### [What you have to do]
Can you put the data below into a numbered list, from its first line through the line containing "(480, 1222)", with blank lines and the pictures left out?

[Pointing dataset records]
* * * * * * * * *

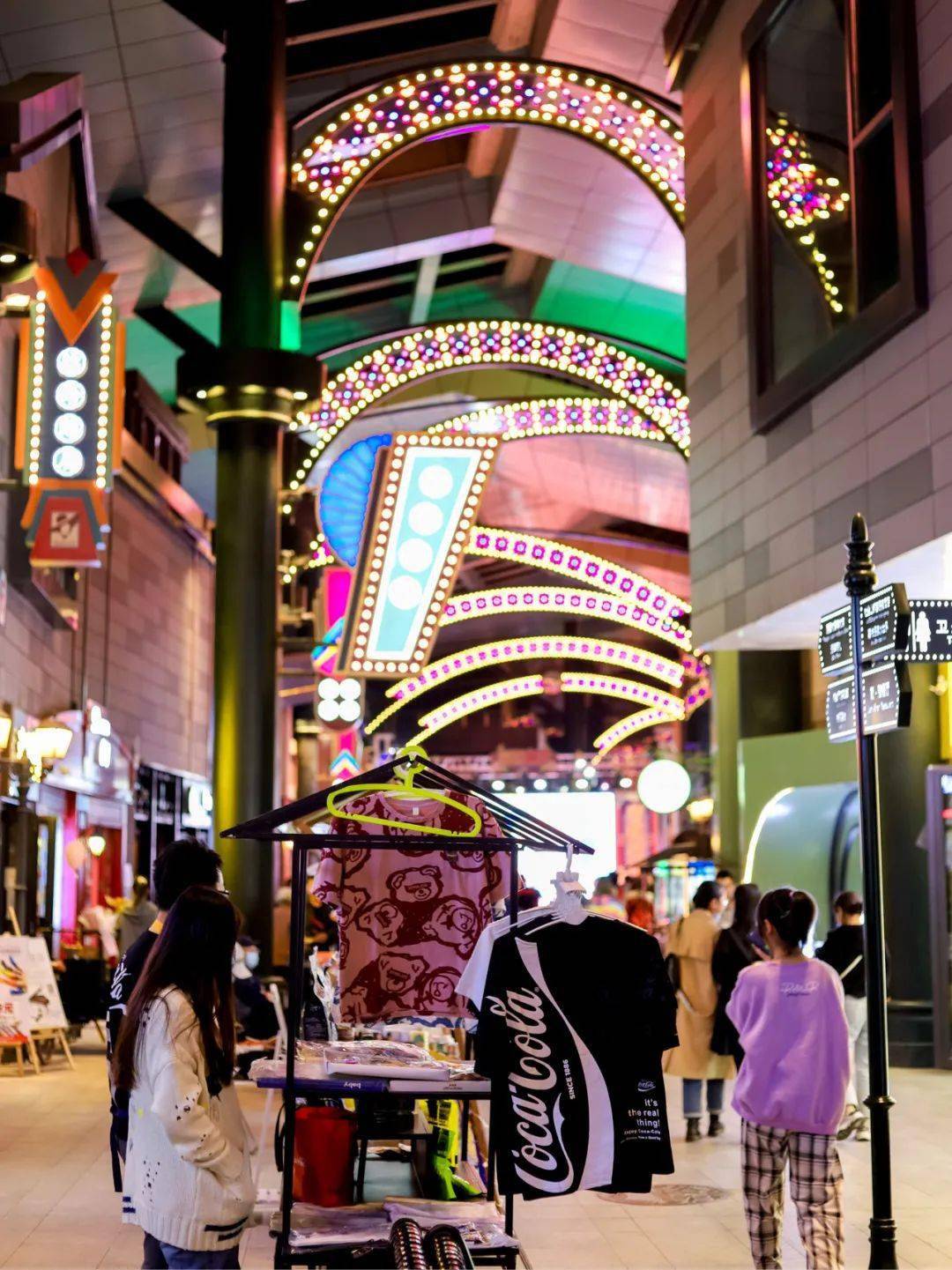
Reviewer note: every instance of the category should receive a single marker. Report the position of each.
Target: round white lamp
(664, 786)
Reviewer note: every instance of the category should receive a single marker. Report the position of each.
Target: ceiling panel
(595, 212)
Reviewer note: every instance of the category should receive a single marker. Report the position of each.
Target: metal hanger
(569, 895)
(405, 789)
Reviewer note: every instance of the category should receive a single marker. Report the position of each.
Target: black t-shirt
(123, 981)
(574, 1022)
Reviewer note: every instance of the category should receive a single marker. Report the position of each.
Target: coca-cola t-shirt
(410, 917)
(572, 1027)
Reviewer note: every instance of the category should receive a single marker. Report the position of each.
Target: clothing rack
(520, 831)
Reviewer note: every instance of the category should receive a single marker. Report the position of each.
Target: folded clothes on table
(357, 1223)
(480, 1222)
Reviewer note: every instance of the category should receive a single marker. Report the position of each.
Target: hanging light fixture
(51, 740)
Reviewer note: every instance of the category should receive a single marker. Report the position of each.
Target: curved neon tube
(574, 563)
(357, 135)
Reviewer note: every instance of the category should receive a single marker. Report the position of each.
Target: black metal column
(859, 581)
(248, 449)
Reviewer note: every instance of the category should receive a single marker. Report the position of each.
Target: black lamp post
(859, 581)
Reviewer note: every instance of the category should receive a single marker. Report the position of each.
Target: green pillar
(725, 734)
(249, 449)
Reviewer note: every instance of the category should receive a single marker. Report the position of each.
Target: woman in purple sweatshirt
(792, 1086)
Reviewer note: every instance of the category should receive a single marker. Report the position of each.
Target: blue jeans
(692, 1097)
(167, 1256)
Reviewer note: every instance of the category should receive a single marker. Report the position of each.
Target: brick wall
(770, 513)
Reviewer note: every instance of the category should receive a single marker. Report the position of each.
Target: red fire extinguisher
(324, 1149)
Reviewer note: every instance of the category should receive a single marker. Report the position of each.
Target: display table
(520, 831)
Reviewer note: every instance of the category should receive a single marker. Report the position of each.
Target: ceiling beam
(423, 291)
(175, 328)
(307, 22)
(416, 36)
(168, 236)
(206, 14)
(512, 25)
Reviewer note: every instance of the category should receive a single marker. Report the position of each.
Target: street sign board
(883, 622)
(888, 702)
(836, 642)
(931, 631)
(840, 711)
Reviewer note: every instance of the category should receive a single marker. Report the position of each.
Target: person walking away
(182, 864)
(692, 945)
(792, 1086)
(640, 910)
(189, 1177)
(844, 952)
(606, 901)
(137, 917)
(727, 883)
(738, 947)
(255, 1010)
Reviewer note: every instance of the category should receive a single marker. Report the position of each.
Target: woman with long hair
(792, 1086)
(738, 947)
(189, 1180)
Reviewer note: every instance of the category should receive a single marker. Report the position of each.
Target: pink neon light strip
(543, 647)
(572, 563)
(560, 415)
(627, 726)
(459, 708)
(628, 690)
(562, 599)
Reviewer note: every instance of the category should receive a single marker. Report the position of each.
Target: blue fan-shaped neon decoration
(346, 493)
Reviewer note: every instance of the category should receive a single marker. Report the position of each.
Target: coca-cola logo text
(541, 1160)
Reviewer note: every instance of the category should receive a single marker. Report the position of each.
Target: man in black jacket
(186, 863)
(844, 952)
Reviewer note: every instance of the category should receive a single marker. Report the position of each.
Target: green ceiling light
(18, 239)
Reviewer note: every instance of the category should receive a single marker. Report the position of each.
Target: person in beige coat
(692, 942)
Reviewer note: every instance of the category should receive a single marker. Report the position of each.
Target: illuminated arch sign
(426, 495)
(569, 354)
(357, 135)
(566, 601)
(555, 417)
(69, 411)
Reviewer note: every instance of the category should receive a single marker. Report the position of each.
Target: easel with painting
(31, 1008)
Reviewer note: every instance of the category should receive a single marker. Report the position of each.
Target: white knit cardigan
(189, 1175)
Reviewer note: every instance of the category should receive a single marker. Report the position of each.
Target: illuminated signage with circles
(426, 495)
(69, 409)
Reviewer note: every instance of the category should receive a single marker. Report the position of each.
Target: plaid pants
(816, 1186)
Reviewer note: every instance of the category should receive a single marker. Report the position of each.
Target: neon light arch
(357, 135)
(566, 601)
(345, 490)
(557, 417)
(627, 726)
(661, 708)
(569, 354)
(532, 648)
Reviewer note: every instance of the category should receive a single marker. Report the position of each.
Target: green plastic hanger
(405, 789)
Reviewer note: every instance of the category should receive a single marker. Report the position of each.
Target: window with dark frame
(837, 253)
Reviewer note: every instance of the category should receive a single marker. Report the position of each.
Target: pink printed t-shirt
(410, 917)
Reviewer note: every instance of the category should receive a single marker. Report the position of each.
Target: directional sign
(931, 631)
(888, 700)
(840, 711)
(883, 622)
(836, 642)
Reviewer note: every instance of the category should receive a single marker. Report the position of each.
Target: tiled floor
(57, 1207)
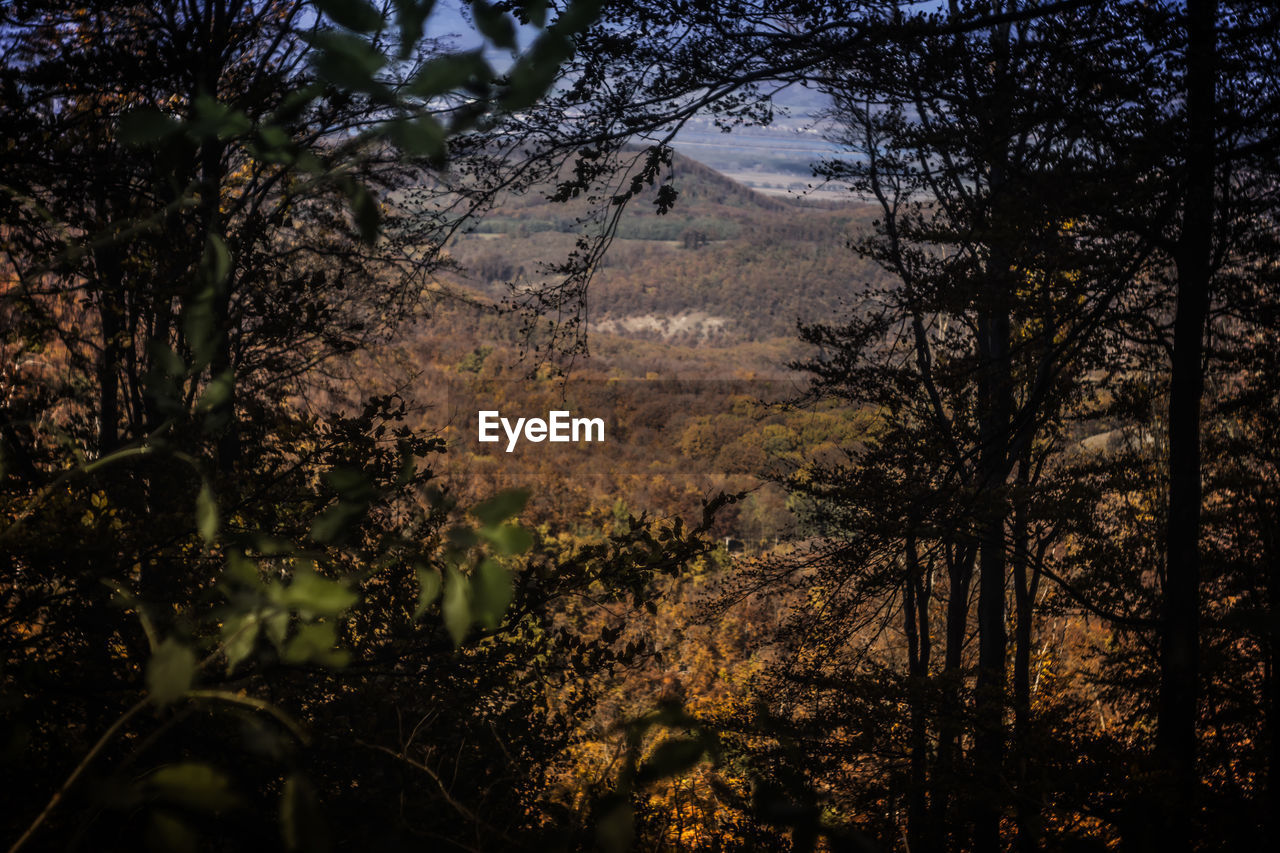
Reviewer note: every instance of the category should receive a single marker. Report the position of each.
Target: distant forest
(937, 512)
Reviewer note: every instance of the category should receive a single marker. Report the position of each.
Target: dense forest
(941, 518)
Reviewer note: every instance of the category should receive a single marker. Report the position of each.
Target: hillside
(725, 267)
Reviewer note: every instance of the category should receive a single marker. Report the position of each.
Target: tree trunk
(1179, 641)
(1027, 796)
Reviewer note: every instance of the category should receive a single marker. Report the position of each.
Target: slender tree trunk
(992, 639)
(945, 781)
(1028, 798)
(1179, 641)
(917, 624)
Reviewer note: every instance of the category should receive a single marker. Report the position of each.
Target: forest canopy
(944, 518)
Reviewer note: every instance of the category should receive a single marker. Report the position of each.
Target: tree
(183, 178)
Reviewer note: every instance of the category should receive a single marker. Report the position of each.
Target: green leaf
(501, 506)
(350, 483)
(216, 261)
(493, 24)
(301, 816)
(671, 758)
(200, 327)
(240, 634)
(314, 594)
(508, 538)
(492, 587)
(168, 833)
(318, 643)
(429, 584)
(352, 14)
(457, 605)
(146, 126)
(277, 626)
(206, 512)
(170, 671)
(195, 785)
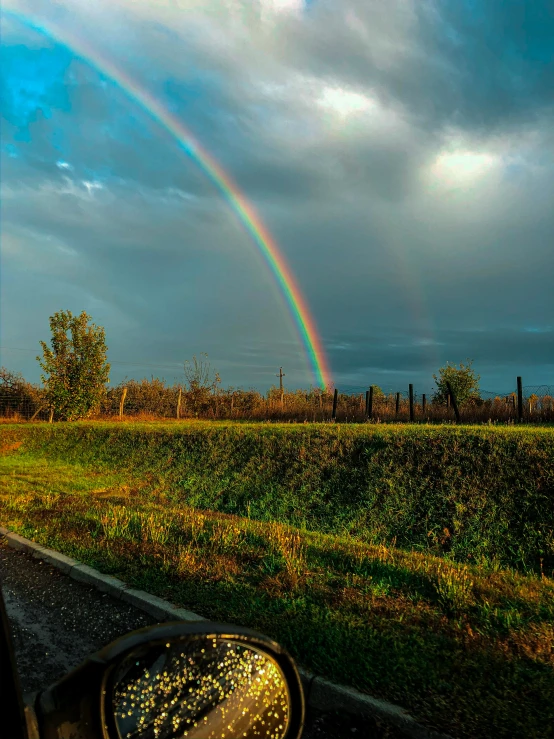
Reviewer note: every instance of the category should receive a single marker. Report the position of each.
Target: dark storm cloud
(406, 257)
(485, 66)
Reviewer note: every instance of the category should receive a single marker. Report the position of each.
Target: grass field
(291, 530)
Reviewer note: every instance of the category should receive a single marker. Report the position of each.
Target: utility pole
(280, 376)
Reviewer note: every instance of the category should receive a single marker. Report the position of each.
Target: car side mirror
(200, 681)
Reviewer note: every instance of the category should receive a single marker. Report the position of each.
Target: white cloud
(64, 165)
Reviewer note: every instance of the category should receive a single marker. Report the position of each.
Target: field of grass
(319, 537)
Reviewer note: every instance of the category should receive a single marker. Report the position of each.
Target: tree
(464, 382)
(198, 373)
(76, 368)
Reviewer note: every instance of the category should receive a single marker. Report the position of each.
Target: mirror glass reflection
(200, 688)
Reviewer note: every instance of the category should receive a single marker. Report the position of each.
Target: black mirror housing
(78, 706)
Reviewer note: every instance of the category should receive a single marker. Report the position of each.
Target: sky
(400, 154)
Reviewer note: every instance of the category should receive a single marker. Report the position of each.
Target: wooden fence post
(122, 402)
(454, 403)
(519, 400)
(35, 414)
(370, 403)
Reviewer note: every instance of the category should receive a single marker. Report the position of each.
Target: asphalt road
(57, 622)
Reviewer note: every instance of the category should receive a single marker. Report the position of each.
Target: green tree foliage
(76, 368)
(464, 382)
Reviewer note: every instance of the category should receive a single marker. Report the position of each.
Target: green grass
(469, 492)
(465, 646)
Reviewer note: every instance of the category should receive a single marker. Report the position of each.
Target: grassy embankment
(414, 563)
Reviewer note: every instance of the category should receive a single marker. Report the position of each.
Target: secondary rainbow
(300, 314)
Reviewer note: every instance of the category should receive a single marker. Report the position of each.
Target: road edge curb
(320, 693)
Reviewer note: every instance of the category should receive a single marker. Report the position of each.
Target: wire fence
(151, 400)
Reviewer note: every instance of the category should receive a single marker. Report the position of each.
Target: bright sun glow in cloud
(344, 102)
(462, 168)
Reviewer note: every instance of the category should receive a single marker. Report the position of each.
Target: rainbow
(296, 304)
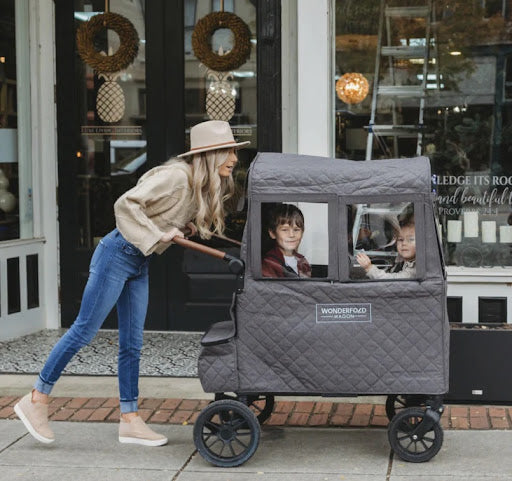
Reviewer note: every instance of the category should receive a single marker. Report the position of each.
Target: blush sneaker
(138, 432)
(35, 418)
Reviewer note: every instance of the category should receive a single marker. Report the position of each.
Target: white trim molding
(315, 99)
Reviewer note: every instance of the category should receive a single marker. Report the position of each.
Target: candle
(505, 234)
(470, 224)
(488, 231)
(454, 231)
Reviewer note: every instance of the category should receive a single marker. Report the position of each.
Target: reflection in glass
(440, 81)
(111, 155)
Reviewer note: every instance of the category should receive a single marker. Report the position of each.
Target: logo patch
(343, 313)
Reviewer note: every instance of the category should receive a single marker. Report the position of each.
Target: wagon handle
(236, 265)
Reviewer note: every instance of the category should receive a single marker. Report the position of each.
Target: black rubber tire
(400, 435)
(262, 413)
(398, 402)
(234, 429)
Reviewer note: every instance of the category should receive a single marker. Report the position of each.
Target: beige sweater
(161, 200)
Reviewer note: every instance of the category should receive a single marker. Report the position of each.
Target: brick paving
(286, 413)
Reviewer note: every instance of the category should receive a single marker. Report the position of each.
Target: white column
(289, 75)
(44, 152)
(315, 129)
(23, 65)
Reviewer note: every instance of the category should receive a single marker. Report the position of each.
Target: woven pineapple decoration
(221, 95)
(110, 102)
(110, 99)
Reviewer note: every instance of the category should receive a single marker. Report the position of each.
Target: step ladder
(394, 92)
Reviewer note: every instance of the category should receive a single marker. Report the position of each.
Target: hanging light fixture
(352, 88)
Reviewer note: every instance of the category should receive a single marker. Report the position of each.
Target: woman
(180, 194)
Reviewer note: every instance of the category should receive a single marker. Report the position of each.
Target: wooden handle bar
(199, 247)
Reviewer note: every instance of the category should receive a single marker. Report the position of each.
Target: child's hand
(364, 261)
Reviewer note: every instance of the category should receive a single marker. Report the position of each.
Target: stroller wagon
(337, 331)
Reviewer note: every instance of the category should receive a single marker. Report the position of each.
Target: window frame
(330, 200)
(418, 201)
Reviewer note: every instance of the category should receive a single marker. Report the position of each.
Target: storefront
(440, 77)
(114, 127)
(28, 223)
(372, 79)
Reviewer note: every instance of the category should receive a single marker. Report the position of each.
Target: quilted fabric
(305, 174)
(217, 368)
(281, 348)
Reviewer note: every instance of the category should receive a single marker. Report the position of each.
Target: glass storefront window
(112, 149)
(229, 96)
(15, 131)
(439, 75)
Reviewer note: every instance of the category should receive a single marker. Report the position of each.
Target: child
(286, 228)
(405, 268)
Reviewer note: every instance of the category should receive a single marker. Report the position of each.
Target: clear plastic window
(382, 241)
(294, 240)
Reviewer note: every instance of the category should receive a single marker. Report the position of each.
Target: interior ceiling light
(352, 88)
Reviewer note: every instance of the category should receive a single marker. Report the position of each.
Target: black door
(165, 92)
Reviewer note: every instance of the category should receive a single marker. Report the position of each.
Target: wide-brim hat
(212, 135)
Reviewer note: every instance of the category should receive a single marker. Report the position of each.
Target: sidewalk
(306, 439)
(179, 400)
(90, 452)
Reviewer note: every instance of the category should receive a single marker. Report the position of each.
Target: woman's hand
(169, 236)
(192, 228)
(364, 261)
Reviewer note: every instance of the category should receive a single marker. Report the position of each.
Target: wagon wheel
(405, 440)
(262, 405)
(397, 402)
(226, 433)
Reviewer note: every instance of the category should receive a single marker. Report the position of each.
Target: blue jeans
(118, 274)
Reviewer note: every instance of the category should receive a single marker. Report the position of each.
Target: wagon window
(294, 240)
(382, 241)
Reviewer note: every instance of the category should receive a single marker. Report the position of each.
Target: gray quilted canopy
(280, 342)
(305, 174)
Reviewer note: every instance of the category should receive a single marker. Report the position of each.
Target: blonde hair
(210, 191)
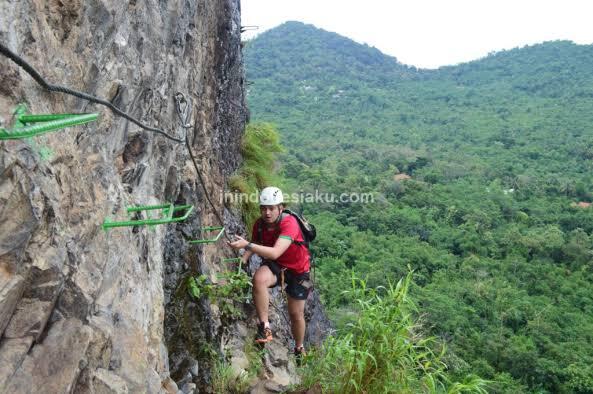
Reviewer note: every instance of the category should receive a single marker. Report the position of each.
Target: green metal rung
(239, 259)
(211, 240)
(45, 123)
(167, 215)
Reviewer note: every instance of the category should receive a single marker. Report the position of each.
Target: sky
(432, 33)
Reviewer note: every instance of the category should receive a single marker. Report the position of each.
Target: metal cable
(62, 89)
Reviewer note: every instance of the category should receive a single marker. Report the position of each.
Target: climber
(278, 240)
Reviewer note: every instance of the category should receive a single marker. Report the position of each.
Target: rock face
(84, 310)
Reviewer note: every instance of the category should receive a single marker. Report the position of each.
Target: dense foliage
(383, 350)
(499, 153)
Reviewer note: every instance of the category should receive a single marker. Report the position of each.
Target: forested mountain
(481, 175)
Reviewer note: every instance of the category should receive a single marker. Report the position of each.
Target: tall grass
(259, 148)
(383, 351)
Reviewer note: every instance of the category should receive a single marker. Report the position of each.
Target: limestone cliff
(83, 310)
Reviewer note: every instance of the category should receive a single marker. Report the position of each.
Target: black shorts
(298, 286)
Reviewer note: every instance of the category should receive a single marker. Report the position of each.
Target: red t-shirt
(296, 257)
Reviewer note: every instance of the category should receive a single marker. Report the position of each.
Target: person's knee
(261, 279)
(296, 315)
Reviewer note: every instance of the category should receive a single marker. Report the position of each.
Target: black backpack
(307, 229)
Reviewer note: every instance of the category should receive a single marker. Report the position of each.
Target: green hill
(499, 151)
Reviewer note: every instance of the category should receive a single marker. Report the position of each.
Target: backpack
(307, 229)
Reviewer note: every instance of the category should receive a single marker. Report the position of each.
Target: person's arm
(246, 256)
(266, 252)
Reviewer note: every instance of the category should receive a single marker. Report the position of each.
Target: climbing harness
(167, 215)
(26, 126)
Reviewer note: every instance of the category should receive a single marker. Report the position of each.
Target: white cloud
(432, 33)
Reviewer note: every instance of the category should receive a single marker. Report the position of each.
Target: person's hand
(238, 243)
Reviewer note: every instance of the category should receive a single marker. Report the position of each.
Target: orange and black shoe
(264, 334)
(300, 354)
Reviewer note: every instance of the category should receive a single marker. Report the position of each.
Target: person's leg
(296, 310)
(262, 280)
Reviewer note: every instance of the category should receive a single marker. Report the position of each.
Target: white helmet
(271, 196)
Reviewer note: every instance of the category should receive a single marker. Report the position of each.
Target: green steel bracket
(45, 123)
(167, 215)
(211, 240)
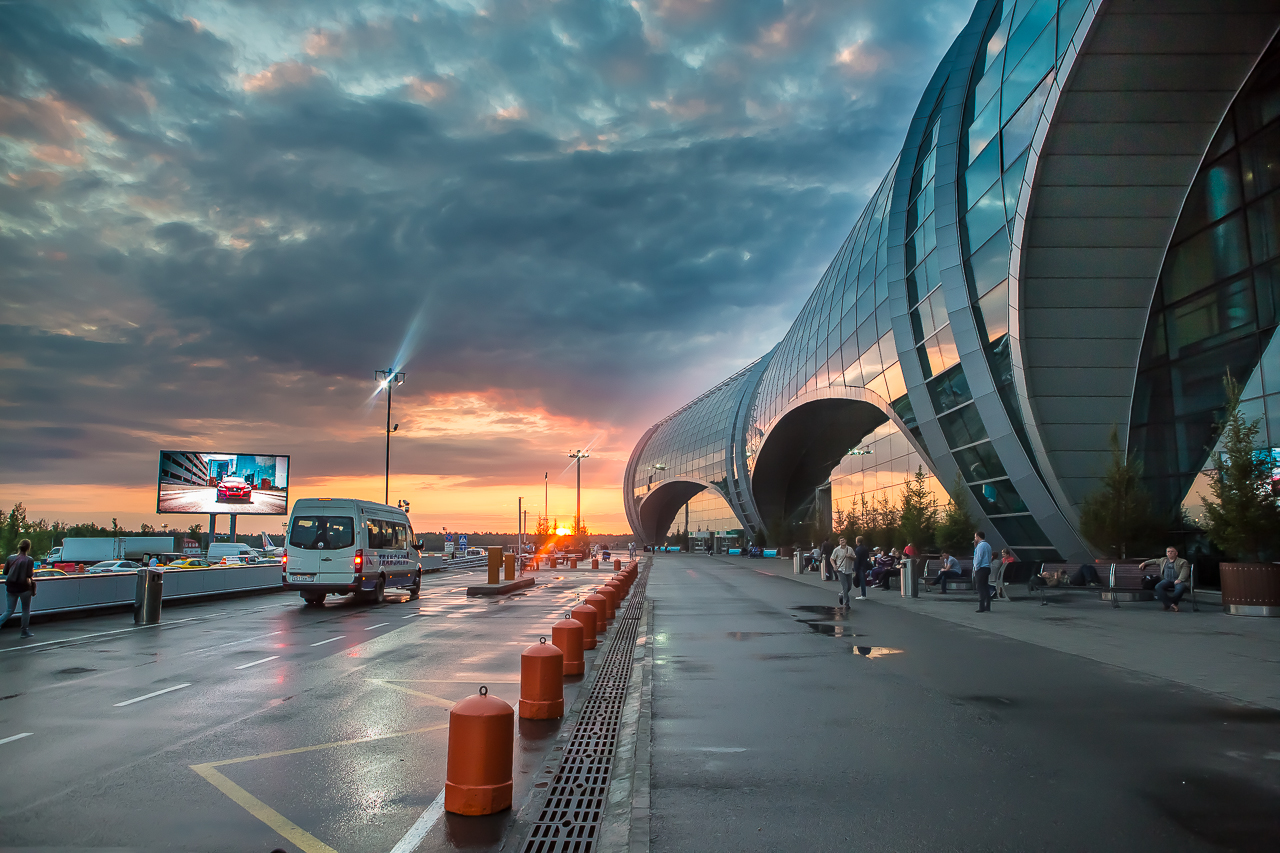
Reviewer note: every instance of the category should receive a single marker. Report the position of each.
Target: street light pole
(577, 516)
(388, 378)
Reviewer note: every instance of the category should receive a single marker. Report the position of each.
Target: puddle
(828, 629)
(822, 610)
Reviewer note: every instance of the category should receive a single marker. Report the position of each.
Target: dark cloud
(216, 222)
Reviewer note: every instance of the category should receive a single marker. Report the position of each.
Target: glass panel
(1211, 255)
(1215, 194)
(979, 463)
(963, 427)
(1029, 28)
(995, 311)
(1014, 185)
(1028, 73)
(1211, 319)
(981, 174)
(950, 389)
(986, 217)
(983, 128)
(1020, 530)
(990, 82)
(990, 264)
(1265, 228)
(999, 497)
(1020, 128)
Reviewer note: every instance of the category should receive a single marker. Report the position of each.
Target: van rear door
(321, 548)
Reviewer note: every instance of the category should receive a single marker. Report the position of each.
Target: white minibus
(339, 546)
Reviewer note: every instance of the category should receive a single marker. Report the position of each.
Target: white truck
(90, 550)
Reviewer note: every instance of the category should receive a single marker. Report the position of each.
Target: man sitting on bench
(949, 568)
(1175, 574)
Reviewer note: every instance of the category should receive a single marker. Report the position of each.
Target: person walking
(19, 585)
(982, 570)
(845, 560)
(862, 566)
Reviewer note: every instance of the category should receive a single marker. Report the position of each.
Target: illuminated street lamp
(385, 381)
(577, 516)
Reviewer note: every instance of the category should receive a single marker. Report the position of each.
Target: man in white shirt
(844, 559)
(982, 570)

* * * * * * * * *

### [Answer below]
1. Reviewer note: every instance of the category should receive a single marker. Report the position of each.
2. Target: round white lamp
3. (664, 786)
4. Reviewer note: every instance of the category should receive a single marker. Report the position of each.
5. Target: ceiling panel
6. (595, 212)
7. Reviewer note: every instance of the category should receive a single marker. Report the position of each.
8. Target: metal hanger
9. (569, 895)
10. (405, 789)
11. Reviewer note: every instance of the category should receive a single marker. Report the position of each.
12. Target: black t-shirt
13. (123, 981)
14. (574, 1022)
15. Reviewer note: every instance of the category should receive a single marker. Report the position of each.
16. Target: coca-cola t-shirt
17. (410, 917)
18. (572, 1027)
19. Reviewer note: every instance of the category should receive a single marker. Report the position of each.
20. Target: clothing rack
21. (520, 831)
22. Reviewer note: every instance of the category should receive a single marker. Report the position of each.
23. Target: folded clothes on table
24. (357, 1223)
25. (480, 1222)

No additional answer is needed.